# Dataset start
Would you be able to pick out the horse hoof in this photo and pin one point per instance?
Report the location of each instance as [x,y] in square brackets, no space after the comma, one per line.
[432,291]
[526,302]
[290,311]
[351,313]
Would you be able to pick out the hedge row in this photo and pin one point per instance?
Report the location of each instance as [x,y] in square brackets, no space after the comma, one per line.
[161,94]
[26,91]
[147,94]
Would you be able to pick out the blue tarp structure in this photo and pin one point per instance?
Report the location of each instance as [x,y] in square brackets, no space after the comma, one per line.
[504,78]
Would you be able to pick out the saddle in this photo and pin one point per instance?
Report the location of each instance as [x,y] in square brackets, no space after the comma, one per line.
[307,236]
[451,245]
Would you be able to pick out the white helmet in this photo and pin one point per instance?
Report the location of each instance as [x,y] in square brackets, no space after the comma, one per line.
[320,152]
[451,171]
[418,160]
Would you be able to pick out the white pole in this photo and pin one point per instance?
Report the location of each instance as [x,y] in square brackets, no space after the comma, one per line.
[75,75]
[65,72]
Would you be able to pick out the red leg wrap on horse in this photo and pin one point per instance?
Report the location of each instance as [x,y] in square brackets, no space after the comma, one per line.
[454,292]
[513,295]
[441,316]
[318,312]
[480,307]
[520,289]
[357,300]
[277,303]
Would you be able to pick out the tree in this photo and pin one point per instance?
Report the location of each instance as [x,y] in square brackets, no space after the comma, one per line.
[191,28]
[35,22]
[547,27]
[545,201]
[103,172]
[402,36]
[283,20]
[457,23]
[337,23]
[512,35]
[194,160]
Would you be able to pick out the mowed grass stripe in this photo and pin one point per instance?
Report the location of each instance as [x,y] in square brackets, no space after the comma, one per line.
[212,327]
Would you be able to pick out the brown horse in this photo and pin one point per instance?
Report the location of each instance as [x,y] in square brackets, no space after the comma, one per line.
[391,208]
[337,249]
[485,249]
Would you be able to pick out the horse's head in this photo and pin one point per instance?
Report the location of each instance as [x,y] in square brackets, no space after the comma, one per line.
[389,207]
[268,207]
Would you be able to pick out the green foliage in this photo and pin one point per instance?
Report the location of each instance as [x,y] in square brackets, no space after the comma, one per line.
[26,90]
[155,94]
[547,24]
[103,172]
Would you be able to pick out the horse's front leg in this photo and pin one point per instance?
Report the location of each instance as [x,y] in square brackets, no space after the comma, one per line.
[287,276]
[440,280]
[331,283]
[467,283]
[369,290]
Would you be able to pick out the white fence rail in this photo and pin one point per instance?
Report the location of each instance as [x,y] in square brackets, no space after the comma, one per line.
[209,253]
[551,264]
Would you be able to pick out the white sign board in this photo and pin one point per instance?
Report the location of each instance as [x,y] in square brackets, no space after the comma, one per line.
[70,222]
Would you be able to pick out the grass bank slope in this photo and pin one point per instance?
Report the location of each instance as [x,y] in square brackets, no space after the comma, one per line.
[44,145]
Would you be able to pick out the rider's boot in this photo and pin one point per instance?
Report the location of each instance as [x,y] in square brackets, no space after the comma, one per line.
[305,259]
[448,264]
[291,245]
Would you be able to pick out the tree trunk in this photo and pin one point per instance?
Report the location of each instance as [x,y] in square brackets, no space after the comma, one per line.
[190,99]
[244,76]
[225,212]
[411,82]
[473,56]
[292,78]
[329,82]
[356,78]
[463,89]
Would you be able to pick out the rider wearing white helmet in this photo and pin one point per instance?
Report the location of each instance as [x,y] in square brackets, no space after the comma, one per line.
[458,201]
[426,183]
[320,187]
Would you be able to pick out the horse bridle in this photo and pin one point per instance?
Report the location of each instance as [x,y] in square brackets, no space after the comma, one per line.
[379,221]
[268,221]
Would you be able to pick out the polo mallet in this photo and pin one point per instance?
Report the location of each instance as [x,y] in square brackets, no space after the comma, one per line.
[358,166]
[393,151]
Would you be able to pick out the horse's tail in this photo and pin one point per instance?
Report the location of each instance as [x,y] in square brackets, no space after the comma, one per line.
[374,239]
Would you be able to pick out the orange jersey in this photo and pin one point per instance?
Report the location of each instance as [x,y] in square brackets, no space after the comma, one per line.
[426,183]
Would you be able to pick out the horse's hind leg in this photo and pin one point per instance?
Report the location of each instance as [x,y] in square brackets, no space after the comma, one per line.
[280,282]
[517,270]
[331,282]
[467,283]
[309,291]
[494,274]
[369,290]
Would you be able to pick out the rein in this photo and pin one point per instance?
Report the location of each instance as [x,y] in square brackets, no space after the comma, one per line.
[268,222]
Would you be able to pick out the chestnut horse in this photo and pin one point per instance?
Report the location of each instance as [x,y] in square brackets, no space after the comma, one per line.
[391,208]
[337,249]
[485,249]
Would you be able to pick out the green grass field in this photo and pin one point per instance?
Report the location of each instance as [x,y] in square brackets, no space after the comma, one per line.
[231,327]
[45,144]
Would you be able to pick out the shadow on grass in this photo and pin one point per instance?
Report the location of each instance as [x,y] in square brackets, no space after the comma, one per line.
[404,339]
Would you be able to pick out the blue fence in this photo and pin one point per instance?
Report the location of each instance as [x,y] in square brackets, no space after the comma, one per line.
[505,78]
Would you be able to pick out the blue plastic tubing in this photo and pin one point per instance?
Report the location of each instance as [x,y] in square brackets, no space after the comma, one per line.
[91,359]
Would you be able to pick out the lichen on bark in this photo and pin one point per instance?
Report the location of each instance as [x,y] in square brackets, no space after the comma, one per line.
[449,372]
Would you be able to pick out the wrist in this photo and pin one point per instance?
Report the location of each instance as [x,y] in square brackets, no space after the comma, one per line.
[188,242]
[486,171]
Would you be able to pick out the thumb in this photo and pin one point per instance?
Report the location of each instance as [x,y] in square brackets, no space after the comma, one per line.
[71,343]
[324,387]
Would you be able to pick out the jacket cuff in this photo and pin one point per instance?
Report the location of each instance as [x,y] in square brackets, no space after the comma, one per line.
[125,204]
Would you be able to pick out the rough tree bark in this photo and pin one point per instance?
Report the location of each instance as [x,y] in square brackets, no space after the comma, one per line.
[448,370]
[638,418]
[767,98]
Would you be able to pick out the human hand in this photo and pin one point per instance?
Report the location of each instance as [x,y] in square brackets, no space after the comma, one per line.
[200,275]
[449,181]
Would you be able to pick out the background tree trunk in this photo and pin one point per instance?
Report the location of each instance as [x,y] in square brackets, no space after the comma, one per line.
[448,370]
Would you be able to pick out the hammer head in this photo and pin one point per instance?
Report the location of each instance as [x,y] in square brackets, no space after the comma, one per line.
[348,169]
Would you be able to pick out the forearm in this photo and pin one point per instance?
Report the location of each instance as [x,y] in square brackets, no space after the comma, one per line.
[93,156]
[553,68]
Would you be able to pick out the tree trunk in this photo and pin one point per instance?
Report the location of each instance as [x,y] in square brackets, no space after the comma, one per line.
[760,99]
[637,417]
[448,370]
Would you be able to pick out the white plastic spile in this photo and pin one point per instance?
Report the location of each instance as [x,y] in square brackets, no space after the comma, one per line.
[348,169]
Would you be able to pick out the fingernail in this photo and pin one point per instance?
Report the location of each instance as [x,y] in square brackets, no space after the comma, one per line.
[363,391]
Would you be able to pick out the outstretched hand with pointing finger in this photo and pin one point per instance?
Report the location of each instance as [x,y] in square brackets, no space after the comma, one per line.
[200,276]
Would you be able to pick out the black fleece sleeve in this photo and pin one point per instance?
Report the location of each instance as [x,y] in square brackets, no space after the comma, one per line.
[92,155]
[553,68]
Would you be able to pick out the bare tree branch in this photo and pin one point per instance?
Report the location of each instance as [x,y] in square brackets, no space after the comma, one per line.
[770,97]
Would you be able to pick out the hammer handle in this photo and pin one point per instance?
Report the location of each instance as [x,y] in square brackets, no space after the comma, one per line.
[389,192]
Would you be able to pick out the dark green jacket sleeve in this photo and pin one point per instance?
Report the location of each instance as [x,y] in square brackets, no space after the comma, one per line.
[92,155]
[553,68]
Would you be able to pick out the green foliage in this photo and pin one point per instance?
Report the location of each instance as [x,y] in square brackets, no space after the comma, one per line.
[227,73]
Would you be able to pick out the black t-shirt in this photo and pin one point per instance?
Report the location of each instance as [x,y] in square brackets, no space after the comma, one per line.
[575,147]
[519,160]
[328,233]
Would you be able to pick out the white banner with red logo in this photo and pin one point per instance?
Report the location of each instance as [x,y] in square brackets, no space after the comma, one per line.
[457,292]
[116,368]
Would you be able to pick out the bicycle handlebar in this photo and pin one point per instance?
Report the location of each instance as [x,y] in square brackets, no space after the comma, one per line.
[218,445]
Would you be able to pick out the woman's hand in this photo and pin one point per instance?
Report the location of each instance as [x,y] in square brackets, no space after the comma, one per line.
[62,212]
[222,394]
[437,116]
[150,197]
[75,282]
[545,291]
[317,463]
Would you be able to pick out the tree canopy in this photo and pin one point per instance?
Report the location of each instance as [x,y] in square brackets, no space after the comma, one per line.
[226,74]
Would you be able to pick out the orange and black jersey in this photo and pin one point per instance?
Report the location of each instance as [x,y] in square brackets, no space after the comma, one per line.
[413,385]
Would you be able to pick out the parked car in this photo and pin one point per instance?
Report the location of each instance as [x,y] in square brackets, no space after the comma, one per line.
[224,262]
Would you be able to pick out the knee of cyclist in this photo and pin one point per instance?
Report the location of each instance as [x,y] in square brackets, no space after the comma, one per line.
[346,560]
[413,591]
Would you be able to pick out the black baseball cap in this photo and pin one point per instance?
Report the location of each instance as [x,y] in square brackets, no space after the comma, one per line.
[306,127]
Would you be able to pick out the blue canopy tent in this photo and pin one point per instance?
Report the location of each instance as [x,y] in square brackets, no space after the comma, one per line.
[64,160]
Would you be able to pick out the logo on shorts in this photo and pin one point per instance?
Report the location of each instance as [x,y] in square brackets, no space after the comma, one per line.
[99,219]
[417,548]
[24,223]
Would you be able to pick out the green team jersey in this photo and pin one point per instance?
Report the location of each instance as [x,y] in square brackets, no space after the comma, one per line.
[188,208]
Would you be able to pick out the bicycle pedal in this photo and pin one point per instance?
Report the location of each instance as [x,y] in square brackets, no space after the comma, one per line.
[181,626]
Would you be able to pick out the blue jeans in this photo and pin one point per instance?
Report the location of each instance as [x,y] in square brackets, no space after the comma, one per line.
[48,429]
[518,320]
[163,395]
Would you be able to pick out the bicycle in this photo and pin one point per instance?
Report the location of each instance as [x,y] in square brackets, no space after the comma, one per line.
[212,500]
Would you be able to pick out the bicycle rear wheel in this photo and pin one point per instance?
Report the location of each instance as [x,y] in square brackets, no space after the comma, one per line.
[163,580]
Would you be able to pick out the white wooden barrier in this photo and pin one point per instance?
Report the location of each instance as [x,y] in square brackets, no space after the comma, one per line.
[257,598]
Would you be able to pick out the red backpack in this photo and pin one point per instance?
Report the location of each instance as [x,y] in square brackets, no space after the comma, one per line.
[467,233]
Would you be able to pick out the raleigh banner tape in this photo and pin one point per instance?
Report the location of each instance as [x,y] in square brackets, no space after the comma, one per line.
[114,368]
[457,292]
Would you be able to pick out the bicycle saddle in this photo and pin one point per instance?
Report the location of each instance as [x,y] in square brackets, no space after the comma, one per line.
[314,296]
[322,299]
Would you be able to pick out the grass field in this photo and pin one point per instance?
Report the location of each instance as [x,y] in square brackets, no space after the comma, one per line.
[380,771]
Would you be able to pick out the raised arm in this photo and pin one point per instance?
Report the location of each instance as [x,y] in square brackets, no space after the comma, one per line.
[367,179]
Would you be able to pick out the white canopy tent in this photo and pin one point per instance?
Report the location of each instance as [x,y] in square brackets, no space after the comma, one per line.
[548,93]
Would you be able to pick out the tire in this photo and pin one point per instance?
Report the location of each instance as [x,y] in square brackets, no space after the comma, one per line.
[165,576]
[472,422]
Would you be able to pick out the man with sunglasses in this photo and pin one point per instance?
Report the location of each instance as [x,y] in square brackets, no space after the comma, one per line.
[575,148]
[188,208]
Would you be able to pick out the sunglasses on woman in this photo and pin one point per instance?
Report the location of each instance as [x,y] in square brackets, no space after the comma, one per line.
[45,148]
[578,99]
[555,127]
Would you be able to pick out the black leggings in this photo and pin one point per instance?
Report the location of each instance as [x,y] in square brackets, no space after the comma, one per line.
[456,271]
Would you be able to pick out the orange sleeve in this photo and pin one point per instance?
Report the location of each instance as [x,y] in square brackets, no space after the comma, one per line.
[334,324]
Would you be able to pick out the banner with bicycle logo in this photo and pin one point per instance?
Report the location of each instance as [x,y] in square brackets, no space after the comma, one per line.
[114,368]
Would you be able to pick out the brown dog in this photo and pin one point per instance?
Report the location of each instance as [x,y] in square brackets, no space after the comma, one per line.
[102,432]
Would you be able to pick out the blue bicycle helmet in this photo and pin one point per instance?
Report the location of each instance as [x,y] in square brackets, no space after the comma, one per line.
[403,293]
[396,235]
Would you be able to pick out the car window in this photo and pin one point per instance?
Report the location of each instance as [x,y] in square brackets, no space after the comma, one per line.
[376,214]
# Dataset end
### Requirements
Can you print the lines of the listing word for word, from the line containing "Would you be able to pick out the car" through the final line of the listing, with both ends included?

### Output for this exercise
Would you be able to pick out the car window in this photo and pin one point per instance?
Report the location of each instance as [x,y] in square brackets, no space after the comma, one per line.
[376,214]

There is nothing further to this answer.